> Document excerpt
*** Begin section ***

What are the Details of the Book?

If you want to acquire knowledge on presentation skills and negotiations skills, read this book. If you want to acquire selling tools and techniques to excel as a successful sales professional, read this book. If you want to grow as a great speaker and presenter, read this book. Jim Cathcart’s authored book The Eight Competencies of Relationship Selling: How to Reach the Top 1% in Just 15 Extra Minutes a Day gives you the simple essential skills for your self-directed performance improvement.


What is Inside?

The book outlines ten keys to active listening as follows: resist distractions; take notes; let people tell their story; offer verbal feedback; listen selectively; relax; listen with your entire body; be aware of personal space; ask questions; and show that you care about what they’re saying.

The book outlines fifteen ways to stay close to customers as follows: show them that you think about them; drop by to show them what’s new; follow up a sale with a free gift to enhance the purchase; offer valued customer discounts; let customers know they should contact you when they hire employees; compensate your customers whenever they lose time or money; be personal; always be honest; accept returns unconditionally; honor your customer’s privacy; keep your promises; give feedback whenever you get referrals; make your customers famous; arrange periodic performance reviews; and keep the lines of communication open.  It outlines some tips that will make you more effective and make your speech more powerful.
1.    Know your audience.
2.    Know your stuff. In other words, get your material together. Know what it is you’re going to talk about. Know what key points you’re going to make. Make no more than three to five key points. Illustrate each one with a good story or state some facts. Provide a demonstration or a visual to drive that point home and then summarize it.
3.    Create a catchy title for your own presentation.
4.    Do your homework. Research company records, the library, magazines, telephone interviews, websites, whatever is necessary to bring interesting and vital current information to your speech.
5.    Stick with your outline.
6.    Introduce the subject you’re going to talk about.
7.    Concentrate mainly on your introduction and conclusion.

*** End section ***

> Exercise 1
Reproduce word for word the part of the book summary that opens with the words containing "1.    Know your" and closes with "to your speech.".
> Exercise 2
Using the book summary, answer yes or no to each statement and quote the words that decide it: (a) The book gives ten keys to active listening. (b) A presenter should make at least five key points. (c) Customer returns should be accepted only under certain conditions.

> Dataset excerpts
*** Begin section ***

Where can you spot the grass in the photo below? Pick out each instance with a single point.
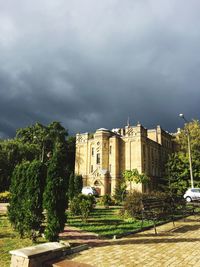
(106, 223)
(10, 240)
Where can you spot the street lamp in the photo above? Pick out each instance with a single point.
(189, 149)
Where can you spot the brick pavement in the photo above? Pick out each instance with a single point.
(177, 246)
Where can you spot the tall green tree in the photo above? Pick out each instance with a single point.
(25, 210)
(71, 192)
(78, 184)
(13, 152)
(177, 168)
(55, 196)
(134, 176)
(16, 209)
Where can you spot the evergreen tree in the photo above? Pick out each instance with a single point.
(78, 184)
(177, 167)
(16, 210)
(55, 200)
(71, 193)
(34, 198)
(25, 210)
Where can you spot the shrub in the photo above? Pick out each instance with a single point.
(25, 210)
(106, 200)
(82, 205)
(133, 203)
(5, 197)
(55, 195)
(85, 207)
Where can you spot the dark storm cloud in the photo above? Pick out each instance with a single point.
(91, 64)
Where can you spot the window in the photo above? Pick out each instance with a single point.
(110, 168)
(98, 158)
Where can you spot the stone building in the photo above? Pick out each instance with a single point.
(102, 157)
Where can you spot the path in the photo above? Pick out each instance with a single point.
(178, 247)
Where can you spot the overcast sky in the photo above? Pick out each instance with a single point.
(94, 63)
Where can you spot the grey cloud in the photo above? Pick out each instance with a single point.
(91, 64)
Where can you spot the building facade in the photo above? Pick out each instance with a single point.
(102, 157)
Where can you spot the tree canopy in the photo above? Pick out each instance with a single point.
(177, 168)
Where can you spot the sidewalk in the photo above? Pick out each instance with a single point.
(176, 247)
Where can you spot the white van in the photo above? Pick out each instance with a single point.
(88, 190)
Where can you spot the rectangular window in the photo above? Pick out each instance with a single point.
(110, 168)
(98, 158)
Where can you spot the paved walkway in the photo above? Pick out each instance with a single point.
(176, 247)
(179, 246)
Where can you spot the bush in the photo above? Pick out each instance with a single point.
(133, 203)
(25, 209)
(106, 200)
(5, 197)
(82, 205)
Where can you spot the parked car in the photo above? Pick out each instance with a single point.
(192, 194)
(89, 190)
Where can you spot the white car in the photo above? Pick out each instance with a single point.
(192, 194)
(88, 190)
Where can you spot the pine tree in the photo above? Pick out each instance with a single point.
(78, 184)
(25, 210)
(16, 210)
(34, 198)
(55, 200)
(71, 186)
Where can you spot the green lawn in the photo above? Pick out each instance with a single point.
(10, 240)
(106, 223)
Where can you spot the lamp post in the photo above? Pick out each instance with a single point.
(189, 150)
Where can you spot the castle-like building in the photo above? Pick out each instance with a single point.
(102, 157)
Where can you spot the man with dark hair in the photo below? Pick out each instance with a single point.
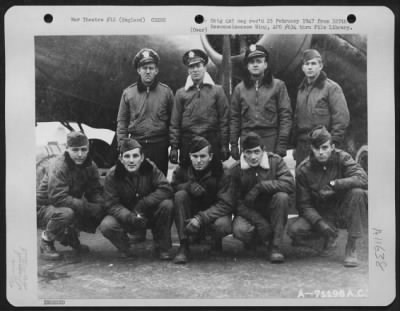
(261, 186)
(331, 192)
(200, 109)
(260, 104)
(137, 194)
(145, 110)
(320, 101)
(69, 198)
(202, 198)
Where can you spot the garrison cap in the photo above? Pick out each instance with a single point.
(77, 139)
(195, 56)
(145, 56)
(255, 50)
(310, 54)
(129, 144)
(319, 135)
(198, 143)
(252, 140)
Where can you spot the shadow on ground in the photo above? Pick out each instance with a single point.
(234, 273)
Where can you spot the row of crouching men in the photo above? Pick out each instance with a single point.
(250, 200)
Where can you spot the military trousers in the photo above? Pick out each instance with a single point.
(267, 220)
(61, 222)
(159, 221)
(350, 213)
(186, 207)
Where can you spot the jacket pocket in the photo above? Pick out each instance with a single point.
(245, 109)
(270, 111)
(163, 113)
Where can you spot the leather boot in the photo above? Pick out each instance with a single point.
(182, 256)
(351, 259)
(276, 255)
(330, 244)
(160, 253)
(139, 236)
(216, 245)
(76, 244)
(124, 248)
(48, 251)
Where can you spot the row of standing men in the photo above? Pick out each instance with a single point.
(151, 114)
(256, 189)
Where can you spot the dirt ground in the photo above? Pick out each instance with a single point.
(234, 273)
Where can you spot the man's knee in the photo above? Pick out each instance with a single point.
(180, 196)
(108, 225)
(167, 206)
(358, 193)
(223, 226)
(299, 226)
(281, 197)
(242, 229)
(356, 198)
(64, 214)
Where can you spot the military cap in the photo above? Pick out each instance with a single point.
(198, 143)
(195, 56)
(252, 140)
(145, 56)
(256, 50)
(77, 139)
(129, 144)
(319, 135)
(310, 54)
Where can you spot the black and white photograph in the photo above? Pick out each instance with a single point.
(228, 164)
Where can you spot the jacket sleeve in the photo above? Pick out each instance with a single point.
(304, 199)
(354, 175)
(179, 180)
(223, 205)
(170, 105)
(236, 117)
(58, 191)
(162, 189)
(94, 191)
(285, 117)
(42, 197)
(176, 121)
(123, 118)
(112, 202)
(340, 116)
(283, 182)
(223, 116)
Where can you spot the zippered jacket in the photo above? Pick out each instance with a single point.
(145, 112)
(261, 107)
(312, 176)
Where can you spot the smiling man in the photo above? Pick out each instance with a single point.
(260, 104)
(145, 110)
(261, 185)
(137, 195)
(202, 198)
(69, 198)
(320, 101)
(331, 192)
(200, 109)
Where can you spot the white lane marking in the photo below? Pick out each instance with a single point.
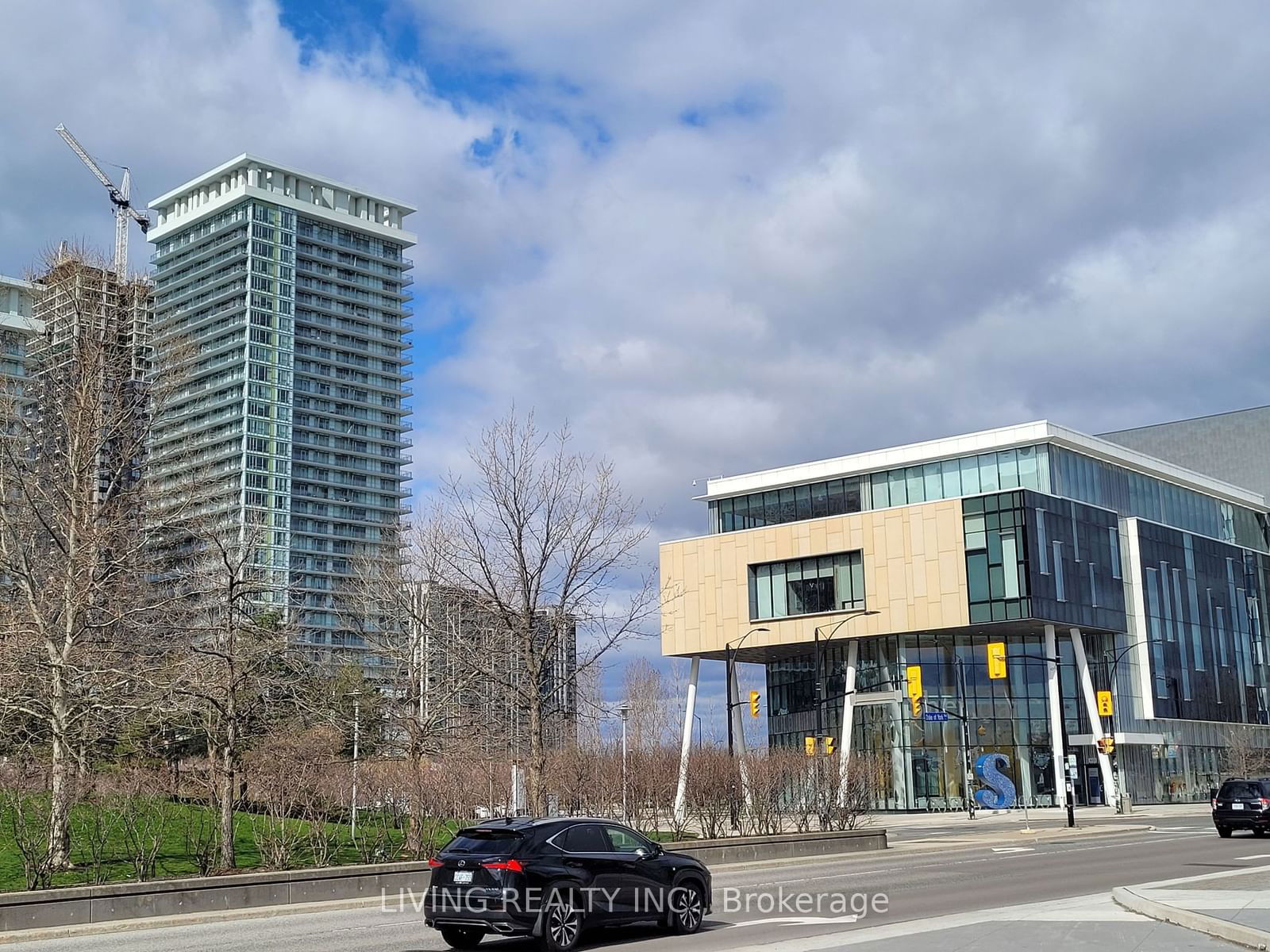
(798, 920)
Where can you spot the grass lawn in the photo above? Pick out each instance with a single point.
(175, 858)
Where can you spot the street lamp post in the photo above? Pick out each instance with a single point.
(624, 712)
(729, 657)
(357, 738)
(819, 678)
(1110, 666)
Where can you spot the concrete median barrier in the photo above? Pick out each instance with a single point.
(244, 892)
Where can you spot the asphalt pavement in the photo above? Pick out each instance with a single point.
(983, 896)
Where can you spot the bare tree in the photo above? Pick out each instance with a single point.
(74, 546)
(1244, 755)
(418, 631)
(233, 672)
(546, 543)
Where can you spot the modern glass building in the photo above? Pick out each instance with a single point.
(1100, 569)
(281, 301)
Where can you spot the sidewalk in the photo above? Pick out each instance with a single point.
(1047, 816)
(1231, 905)
(1080, 923)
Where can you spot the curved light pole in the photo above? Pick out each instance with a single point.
(622, 711)
(1111, 659)
(729, 654)
(819, 668)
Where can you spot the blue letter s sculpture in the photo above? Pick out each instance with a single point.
(1000, 793)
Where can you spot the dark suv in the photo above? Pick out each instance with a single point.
(1242, 805)
(552, 879)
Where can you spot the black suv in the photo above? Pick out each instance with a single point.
(1242, 805)
(552, 879)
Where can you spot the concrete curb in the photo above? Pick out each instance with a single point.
(1187, 918)
(162, 922)
(1019, 837)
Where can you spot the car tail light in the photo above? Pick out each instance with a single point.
(514, 865)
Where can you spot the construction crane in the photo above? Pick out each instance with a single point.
(120, 197)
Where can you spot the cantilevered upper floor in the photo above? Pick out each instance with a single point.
(1041, 456)
(1014, 527)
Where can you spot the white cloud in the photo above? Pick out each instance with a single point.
(883, 224)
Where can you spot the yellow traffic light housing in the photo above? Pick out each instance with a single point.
(996, 659)
(1105, 708)
(914, 678)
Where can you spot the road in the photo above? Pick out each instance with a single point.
(899, 886)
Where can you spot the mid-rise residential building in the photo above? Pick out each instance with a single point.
(17, 328)
(1098, 566)
(281, 305)
(93, 332)
(476, 681)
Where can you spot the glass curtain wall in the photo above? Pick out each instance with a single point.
(921, 761)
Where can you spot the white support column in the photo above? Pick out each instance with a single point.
(1091, 708)
(738, 727)
(849, 708)
(1056, 717)
(690, 710)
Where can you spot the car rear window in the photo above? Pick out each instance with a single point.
(1240, 790)
(482, 841)
(584, 838)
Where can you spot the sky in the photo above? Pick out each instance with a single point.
(722, 235)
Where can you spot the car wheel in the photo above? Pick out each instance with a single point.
(687, 908)
(460, 937)
(562, 923)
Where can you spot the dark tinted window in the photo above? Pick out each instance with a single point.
(476, 841)
(625, 841)
(584, 838)
(1240, 790)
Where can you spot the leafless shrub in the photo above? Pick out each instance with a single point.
(143, 816)
(710, 793)
(25, 800)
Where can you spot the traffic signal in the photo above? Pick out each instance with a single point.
(914, 677)
(996, 659)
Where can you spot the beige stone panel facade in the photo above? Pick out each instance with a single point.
(914, 570)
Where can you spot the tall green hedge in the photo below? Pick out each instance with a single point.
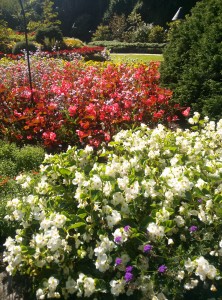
(192, 64)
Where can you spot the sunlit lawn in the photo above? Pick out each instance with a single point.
(135, 57)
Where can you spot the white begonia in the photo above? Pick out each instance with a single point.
(162, 215)
(123, 182)
(132, 192)
(155, 231)
(40, 294)
(96, 183)
(107, 188)
(204, 269)
(161, 296)
(179, 221)
(122, 234)
(117, 199)
(200, 183)
(190, 265)
(58, 220)
(180, 275)
(89, 286)
(71, 285)
(117, 287)
(191, 285)
(52, 283)
(113, 219)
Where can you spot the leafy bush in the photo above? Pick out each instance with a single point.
(123, 47)
(21, 46)
(102, 33)
(193, 59)
(49, 37)
(156, 34)
(141, 218)
(74, 103)
(14, 160)
(72, 43)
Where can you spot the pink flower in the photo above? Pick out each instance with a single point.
(186, 112)
(72, 110)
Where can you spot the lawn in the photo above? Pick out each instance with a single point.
(123, 57)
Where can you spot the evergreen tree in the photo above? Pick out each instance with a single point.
(193, 59)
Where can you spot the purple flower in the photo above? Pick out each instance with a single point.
(162, 269)
(129, 269)
(118, 239)
(118, 261)
(147, 248)
(193, 228)
(128, 276)
(127, 228)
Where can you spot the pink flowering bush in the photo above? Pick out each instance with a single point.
(73, 103)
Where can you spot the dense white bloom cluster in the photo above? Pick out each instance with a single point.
(133, 219)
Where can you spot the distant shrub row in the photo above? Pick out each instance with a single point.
(123, 47)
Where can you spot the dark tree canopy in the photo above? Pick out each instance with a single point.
(193, 59)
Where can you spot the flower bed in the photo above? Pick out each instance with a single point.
(73, 103)
(141, 218)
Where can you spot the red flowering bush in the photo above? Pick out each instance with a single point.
(77, 103)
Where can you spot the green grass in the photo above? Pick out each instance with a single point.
(116, 58)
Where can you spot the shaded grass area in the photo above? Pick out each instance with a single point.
(125, 57)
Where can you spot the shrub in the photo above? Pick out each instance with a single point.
(72, 43)
(49, 37)
(193, 59)
(124, 47)
(156, 34)
(21, 46)
(141, 218)
(102, 33)
(74, 103)
(14, 160)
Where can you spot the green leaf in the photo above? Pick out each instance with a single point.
(76, 225)
(64, 171)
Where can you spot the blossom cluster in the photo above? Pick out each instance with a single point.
(77, 103)
(142, 217)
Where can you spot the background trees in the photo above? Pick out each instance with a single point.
(80, 18)
(193, 59)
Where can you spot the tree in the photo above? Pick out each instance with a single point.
(193, 59)
(41, 13)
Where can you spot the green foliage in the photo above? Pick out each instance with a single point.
(157, 34)
(14, 160)
(71, 43)
(20, 46)
(193, 59)
(142, 216)
(118, 26)
(124, 47)
(102, 33)
(49, 37)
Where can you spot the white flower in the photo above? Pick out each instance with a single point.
(113, 219)
(117, 287)
(179, 221)
(52, 284)
(89, 286)
(204, 269)
(155, 231)
(40, 294)
(190, 285)
(180, 275)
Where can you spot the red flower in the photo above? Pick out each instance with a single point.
(186, 112)
(72, 110)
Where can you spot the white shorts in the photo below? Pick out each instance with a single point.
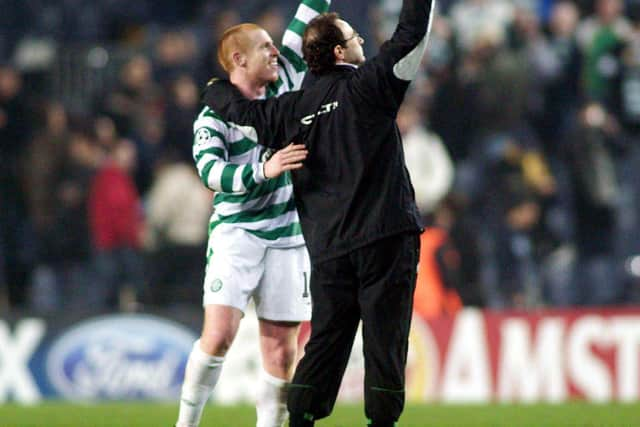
(240, 267)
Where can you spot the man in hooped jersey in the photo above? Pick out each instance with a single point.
(356, 204)
(256, 249)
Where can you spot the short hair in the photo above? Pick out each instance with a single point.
(320, 37)
(234, 39)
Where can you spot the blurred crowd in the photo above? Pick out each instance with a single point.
(522, 137)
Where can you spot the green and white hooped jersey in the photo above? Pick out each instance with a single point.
(230, 162)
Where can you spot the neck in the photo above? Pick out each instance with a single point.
(346, 63)
(250, 89)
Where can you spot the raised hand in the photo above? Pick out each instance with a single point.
(288, 158)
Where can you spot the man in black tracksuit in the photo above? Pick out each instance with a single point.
(355, 202)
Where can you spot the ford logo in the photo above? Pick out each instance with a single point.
(120, 357)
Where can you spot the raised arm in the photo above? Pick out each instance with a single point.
(383, 80)
(274, 122)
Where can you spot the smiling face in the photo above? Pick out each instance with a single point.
(261, 58)
(351, 52)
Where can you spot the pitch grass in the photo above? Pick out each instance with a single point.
(158, 415)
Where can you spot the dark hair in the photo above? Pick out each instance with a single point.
(320, 37)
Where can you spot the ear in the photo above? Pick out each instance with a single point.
(239, 59)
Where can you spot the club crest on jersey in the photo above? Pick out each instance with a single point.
(216, 285)
(203, 136)
(266, 154)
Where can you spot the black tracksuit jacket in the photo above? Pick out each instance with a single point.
(354, 188)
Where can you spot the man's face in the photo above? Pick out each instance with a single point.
(262, 58)
(353, 53)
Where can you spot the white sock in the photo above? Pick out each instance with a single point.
(271, 402)
(200, 377)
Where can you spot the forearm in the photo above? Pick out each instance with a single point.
(410, 38)
(221, 176)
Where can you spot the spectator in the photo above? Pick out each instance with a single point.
(116, 226)
(178, 210)
(427, 160)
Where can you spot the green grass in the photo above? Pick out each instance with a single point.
(158, 415)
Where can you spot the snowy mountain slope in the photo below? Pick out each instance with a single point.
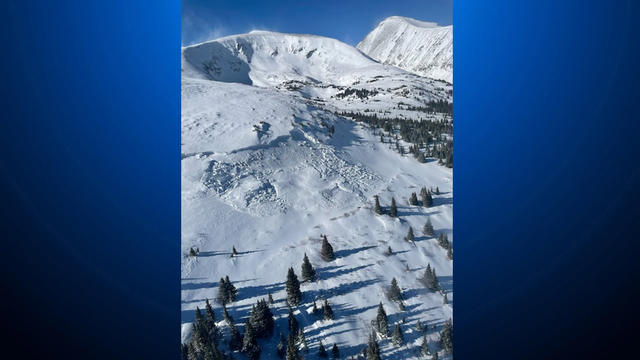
(416, 46)
(261, 171)
(320, 69)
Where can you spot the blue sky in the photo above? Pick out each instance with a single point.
(344, 20)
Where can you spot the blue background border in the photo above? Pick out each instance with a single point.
(546, 181)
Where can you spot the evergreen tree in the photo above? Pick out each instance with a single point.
(427, 199)
(282, 347)
(413, 199)
(410, 237)
(397, 337)
(428, 228)
(235, 340)
(424, 347)
(381, 322)
(430, 279)
(327, 312)
(373, 351)
(376, 207)
(293, 322)
(322, 353)
(249, 343)
(308, 273)
(232, 292)
(395, 293)
(294, 296)
(446, 336)
(210, 322)
(302, 341)
(184, 352)
(393, 211)
(226, 315)
(261, 320)
(292, 349)
(327, 250)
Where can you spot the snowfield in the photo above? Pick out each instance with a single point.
(262, 171)
(416, 46)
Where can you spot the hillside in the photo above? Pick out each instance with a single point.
(269, 164)
(416, 46)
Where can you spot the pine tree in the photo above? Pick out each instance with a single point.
(261, 319)
(250, 344)
(327, 312)
(430, 279)
(226, 315)
(210, 321)
(413, 199)
(427, 200)
(184, 352)
(322, 353)
(294, 296)
(302, 341)
(395, 293)
(393, 211)
(292, 349)
(308, 273)
(376, 207)
(293, 322)
(428, 228)
(335, 352)
(231, 290)
(282, 347)
(235, 340)
(373, 351)
(397, 337)
(410, 237)
(327, 250)
(446, 336)
(424, 347)
(381, 322)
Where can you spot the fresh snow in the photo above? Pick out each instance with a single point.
(416, 46)
(261, 172)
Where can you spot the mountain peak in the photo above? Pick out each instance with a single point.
(410, 21)
(420, 47)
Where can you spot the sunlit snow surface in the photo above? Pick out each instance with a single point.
(261, 172)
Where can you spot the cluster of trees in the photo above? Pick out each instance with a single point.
(443, 241)
(360, 93)
(226, 291)
(430, 139)
(430, 280)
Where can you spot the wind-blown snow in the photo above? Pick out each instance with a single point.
(261, 172)
(416, 46)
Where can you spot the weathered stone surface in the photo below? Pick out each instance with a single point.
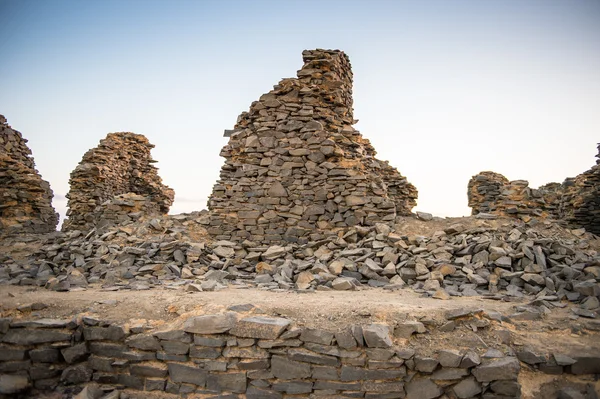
(113, 180)
(467, 388)
(145, 342)
(75, 353)
(589, 364)
(183, 373)
(37, 336)
(288, 369)
(377, 336)
(12, 384)
(210, 324)
(261, 327)
(497, 369)
(302, 130)
(26, 198)
(422, 388)
(317, 336)
(294, 387)
(232, 382)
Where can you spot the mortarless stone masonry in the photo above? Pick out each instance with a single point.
(25, 199)
(575, 202)
(296, 168)
(580, 203)
(120, 165)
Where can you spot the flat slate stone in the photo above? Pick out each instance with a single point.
(11, 384)
(422, 388)
(377, 336)
(44, 323)
(287, 369)
(37, 336)
(210, 324)
(183, 373)
(261, 327)
(498, 369)
(232, 382)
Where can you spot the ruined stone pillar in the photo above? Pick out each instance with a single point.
(25, 199)
(295, 168)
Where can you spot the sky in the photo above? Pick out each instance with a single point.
(443, 89)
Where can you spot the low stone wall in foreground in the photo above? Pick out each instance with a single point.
(228, 355)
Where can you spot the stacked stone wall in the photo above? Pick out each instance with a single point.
(25, 199)
(295, 167)
(120, 165)
(580, 203)
(575, 202)
(492, 193)
(234, 356)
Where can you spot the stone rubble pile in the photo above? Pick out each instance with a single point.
(121, 164)
(580, 202)
(25, 199)
(515, 261)
(575, 202)
(295, 167)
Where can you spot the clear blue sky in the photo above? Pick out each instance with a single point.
(443, 89)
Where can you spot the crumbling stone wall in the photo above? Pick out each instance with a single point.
(25, 199)
(576, 201)
(121, 164)
(580, 203)
(296, 167)
(490, 192)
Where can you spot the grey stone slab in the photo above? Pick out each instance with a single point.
(316, 336)
(149, 369)
(422, 388)
(287, 369)
(146, 342)
(23, 336)
(261, 327)
(75, 353)
(188, 374)
(293, 387)
(110, 333)
(232, 382)
(210, 324)
(304, 355)
(12, 384)
(377, 336)
(467, 388)
(497, 369)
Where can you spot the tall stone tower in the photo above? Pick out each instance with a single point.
(25, 199)
(295, 168)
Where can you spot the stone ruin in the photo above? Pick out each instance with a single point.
(575, 202)
(25, 199)
(114, 183)
(492, 193)
(580, 202)
(295, 167)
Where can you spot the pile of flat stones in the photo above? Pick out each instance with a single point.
(580, 203)
(295, 167)
(514, 261)
(574, 203)
(120, 164)
(25, 199)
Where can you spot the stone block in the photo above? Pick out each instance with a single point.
(261, 327)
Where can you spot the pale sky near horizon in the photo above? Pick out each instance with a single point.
(443, 89)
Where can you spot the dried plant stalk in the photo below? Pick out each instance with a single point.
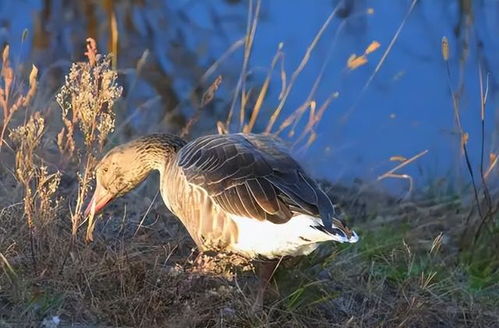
(39, 186)
(11, 106)
(86, 102)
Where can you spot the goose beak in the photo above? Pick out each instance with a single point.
(99, 200)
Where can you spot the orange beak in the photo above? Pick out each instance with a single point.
(99, 200)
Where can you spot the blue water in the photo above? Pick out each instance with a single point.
(406, 109)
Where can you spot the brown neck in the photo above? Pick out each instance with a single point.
(157, 150)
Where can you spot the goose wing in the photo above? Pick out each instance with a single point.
(253, 176)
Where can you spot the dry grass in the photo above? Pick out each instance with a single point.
(412, 267)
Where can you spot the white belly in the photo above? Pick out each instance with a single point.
(264, 238)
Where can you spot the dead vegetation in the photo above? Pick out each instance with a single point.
(415, 266)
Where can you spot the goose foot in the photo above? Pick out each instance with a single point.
(265, 271)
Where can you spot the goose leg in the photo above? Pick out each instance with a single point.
(265, 272)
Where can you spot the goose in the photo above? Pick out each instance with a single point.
(235, 193)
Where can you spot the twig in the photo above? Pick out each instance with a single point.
(381, 61)
(248, 45)
(300, 68)
(391, 173)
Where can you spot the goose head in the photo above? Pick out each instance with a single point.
(119, 171)
(124, 167)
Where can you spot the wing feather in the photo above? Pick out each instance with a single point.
(253, 176)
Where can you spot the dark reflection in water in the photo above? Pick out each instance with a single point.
(164, 51)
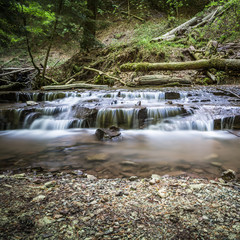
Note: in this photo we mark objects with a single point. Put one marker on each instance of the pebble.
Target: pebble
(119, 193)
(229, 175)
(50, 184)
(98, 157)
(152, 181)
(216, 164)
(133, 178)
(156, 177)
(91, 177)
(39, 198)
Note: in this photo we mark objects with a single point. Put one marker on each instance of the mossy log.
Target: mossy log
(74, 86)
(12, 86)
(161, 80)
(219, 64)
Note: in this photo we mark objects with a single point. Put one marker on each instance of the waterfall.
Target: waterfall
(125, 118)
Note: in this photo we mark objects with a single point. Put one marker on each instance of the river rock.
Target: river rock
(98, 157)
(229, 175)
(38, 198)
(31, 103)
(133, 178)
(91, 177)
(156, 178)
(107, 134)
(172, 95)
(216, 164)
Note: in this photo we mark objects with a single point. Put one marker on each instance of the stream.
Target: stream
(173, 131)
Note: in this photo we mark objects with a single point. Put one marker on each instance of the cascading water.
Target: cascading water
(162, 131)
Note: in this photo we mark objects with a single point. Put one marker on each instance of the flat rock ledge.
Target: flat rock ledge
(78, 206)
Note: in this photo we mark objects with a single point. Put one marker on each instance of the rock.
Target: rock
(77, 172)
(50, 184)
(45, 221)
(133, 178)
(119, 193)
(133, 187)
(172, 95)
(77, 204)
(21, 175)
(216, 164)
(39, 198)
(162, 193)
(212, 156)
(197, 186)
(98, 157)
(107, 134)
(229, 175)
(128, 163)
(91, 177)
(156, 177)
(31, 103)
(152, 181)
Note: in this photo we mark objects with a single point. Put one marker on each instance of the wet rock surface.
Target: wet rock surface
(70, 206)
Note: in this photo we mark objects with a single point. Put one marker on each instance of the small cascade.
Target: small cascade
(154, 114)
(125, 118)
(46, 123)
(184, 125)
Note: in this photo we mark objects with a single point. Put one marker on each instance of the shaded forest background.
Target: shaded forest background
(104, 34)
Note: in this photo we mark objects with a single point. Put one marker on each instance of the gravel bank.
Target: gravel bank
(78, 206)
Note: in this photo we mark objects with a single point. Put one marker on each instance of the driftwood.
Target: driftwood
(171, 34)
(11, 86)
(73, 86)
(210, 75)
(193, 23)
(220, 64)
(129, 14)
(161, 80)
(15, 70)
(105, 74)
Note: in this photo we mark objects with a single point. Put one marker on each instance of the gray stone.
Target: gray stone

*** End section ***

> Written solution 1
1.    Know your audience.
2.    Know your stuff. In other words, get your material together. Know what it is you’re going to talk about. Know what key points you’re going to make. Make no more than three to five key points. Illustrate each one with a good story or state some facts. Provide a demonstration or a visual to drive that point home and then summarize it.
3.    Create a catchy title for your own presentation.
4.    Do your homework. Research company records, the library, magazines, telephone interviews, websites, whatever is necessary to bring interesting and vital current information to your speech.

> Written solution 2
(a) Yes: "The book outlines ten keys to active listening"
(b) No: "Make no more than three to five key points."
(c) No: "accept returns unconditionally"